Selected text >>
>>>>>

Expectation Maximization

Agenda today

Reading

Problem for today

Goal, as usual: Maximize a likelihood

The idea behind EM:

For example: Clustering with normal mixtures

Suppose we have a set of points measured on one variable.

We think that they come from two clusters, and we want to find the centers of those clusters.

We can set up the following model for the data:

\[ \begin{align*} Z_i &=\begin{cases} 1 & \text{w.p. } p\\ 0 & \text{w.p. } 1 - p \end{cases}\\ Y_i \mid Z_i &\sim N(\theta_{Z_i}, 1) \end{align*} \]

Likelihood for the normal mixture example

We will let \(\phi_\theta\) be the normal pdf function, \[ \phi_\theta(y) = \frac{1}{2\pi} \exp \left(-\frac{(y - \theta)^2}{ 2} \right) \] so that we don’t have to rewrite it every time.

Let \(y_i\), \(i = 1,\ldots, n\) be the observed data. In this model, the observed-data likelihood for one point is: \[ p \phi_{\theta_1}(y_i) + (1 -p)\phi_{\theta_0}(y_i) \]

And the overall observed-data log likelihood is \[ \log g(y \mid \theta) = \sum_{i=1}^n \log \left( p \phi_{\theta_1}(y_i) + (1 -p)\phi_{\theta_0}(y_i) \right) \]

Note: this problem is not as well-behaved as the ones we have seen before, the log likelihood in general has multiple local maxima.

EM: The algorithm

Suppose we have observed data \(Y\), missing data \(Z\), complete data \(X = (Y, Z)\), and parameters \(\theta\).

\(f(X\mid \theta)\) is the complete-data likelihood, \(g(Y \mid \theta)\) is the observed-data likelihood.

We would like to maximize \(g(Y \mid \theta)\) (or \(\log g(Y \mid \theta)\))

Example: E step in normal mixtures

Our parameters are \(\theta\) and \(p\), with current estimates \(\theta^{(n)}\) and \(p^{(n)}\). The complete-data log likelihood is

\[ \log f(Y, Z \mid \theta, p) = \sum_{i=1}^n [(1 - z_i) \log(\phi_{\theta_0}(y_i)) + z_i \log(\phi_{\theta_1}(y_i))] + \sum_{i=1}^n [(1 - z_i) \log(1 - p) + z_i \log p] \]

In the E step, we compute the expectation of \(\log f(y, z, \mid \theta)\), conditional on the observed values of \(y\) and the current estimate of \(\theta\), \(\theta^{(n)}\).

<<<<<

Information given >>
>>>>>

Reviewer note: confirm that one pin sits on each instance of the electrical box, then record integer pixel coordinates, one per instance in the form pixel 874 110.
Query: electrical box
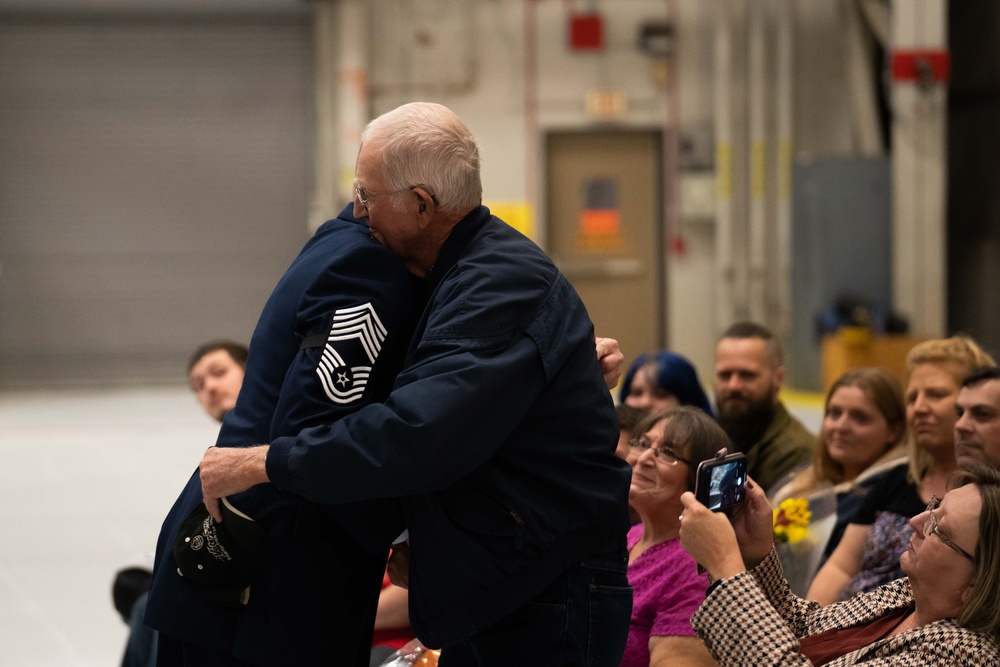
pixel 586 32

<<<<<
>>>>>

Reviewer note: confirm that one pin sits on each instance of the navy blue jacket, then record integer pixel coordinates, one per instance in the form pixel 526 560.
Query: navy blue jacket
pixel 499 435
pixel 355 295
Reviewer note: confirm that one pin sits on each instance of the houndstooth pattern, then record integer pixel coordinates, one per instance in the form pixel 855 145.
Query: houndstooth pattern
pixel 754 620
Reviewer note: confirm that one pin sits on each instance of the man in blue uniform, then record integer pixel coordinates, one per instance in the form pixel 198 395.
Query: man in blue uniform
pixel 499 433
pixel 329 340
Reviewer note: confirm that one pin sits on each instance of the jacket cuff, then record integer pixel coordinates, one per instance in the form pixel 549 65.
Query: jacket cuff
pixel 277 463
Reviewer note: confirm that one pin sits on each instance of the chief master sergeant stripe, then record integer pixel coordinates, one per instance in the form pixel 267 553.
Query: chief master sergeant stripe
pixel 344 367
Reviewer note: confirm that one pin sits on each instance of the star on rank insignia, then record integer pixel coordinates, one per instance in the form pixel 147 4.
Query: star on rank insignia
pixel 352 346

<<<<<
>>>>>

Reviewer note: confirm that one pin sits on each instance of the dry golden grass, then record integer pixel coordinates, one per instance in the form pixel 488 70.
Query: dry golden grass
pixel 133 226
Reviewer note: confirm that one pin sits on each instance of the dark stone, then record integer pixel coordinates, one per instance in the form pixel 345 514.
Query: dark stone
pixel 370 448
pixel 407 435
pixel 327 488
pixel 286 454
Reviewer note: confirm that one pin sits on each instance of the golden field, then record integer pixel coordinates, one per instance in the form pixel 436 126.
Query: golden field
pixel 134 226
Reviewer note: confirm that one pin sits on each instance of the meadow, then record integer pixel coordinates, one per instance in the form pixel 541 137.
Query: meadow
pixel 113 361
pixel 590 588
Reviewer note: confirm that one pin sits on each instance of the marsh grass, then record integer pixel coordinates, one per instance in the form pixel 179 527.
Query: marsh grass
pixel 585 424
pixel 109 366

<<<<<

Description of the task >> Please answer from the expectation maximization notes: according to the note on the normal mixture problem, what does its log likelihood generally have?

Answer to the exercise >> Multiple local maxima.